Page text:
______________________________

DHHR Shares $6.1 Billion Budget Proposal Focused On Child Welfare Reform, Family Issues

In its $6.1 billion budget request for the upcoming fiscal year, the West Virginia Department of Health and Human Resources has proposed increasing funds for child welfare programs, the recruitment and retention of staff, efforts to improve state-run hospitals and the elimination of a waitlist for the state IDD waiver program. 

DHHR Cabinet Secretary Bill Crouch told the House Finance Committee on Monday these requests fit into three priorities he has for the upcoming budget — substance use disorder treatment, child welfare and reforming state-run health facilities. 

The DHHR is largely funded by the federal government. This year, the department is requesting $1.1 billion in state dollars, $183 million less than the $1.3 billion allocated for the current fiscal year. 

Next year, Crouch said the department anticipates it will receive $4.1 billion in federal dollars. They also will have a $309 million funding surplus, which has been largely attributed to a decline in Medicaid enrollment.

The DHHR is requesting $60 million from that $309 million surplus to make improvements in 2021. That includes roughly $19.8 million to eliminate the IDD waiver waitlist, $15 million for social services, $10 million for state-run hospitals, $7.1 million to cover the state’s share of the Child Health Insurance Program and $4.4 million for staffing Child Protective Services.

______________________________

Stored data entries:
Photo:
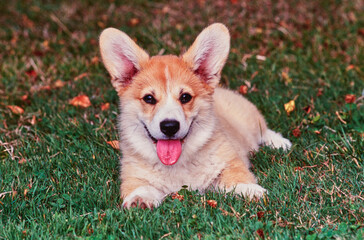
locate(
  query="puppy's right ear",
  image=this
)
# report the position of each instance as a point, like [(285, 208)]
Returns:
[(122, 57)]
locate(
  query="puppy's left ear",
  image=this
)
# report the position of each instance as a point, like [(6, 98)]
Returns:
[(122, 57), (208, 54)]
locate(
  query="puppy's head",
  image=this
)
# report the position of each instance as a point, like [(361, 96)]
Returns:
[(166, 101)]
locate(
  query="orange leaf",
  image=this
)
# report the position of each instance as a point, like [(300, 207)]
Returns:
[(80, 101), (350, 98), (82, 75), (289, 107), (114, 144), (105, 106), (16, 109)]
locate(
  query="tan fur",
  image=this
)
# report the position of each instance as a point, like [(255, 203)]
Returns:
[(221, 126)]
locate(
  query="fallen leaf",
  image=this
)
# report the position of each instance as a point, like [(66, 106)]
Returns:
[(350, 98), (80, 101), (212, 203), (289, 107), (59, 83), (105, 106), (82, 75), (296, 132), (243, 89), (114, 144), (16, 109)]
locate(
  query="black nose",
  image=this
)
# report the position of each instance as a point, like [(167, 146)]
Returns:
[(169, 127)]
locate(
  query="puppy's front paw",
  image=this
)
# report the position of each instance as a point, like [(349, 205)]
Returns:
[(143, 197), (249, 190), (276, 140)]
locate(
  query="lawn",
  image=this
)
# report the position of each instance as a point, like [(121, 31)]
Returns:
[(59, 172)]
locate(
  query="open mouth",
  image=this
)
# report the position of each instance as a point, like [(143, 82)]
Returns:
[(168, 150)]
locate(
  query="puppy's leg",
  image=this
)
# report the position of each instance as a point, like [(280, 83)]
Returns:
[(275, 140), (137, 193), (238, 178)]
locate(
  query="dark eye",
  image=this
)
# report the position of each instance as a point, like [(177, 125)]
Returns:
[(185, 98), (149, 99)]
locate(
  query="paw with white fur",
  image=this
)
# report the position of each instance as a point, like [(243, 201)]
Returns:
[(143, 197), (249, 190), (276, 140)]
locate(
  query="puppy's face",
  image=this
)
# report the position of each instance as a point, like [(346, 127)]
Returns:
[(166, 97), (163, 96)]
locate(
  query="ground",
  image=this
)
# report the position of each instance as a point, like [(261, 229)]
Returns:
[(300, 62)]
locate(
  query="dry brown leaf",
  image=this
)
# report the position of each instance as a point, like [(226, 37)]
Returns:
[(82, 75), (105, 106), (114, 144), (290, 106), (80, 101), (16, 109)]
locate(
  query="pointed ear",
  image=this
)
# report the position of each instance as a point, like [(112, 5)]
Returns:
[(121, 56), (208, 53)]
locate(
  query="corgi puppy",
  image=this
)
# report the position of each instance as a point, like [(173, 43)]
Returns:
[(177, 127)]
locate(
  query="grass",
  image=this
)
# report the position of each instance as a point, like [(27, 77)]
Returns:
[(59, 177)]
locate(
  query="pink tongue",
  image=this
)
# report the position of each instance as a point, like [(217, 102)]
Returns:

______________________________

Problem: Continue the article on the DHHR budget proposal from the point where it stops. These rows were taken from a different source than the budget article.

Response to this exercise:
The DHHR also is proposing $150 million from the projected $309 Medicaid surplus be put aside to create an emergency-use reserve fund for the governor’s proposed Families First Act described in Senate Bill 633. These dollars, if allocated, would cover things normal Medicaid streams would fall short on covering. 

The leftover portion of this Medicaid surplus would be used in another state department. The state budget office did not respond to a request for comment on Tuesday. 

Additionally, the department is requesting more money from the state to make some changes to its ongoing 2020 budget. That includes $10 million for its seven state-run hospitals, $714,368 for improvements to those facilities and $920,500 for the Office of Medical Cannabis. 

Staffing Increases, Addressing Shortfalls In CPS

Since 2017, Crouch reports the Bureau for Children and Families has added more than 60 CPS workers. Before this budget proposal, he said, the DHHR increased CPS salaries 20% and began offering a $1,500 sign-on bonus. 

These positions include two-year and five-year retention bonuses. Crouch said Monday this has helped reduce CPS worker turnover from percent from 41% to 24%. 

“Which is still high, but we are working hard to try to reduce the caseloads for these individuals,” Crouch said.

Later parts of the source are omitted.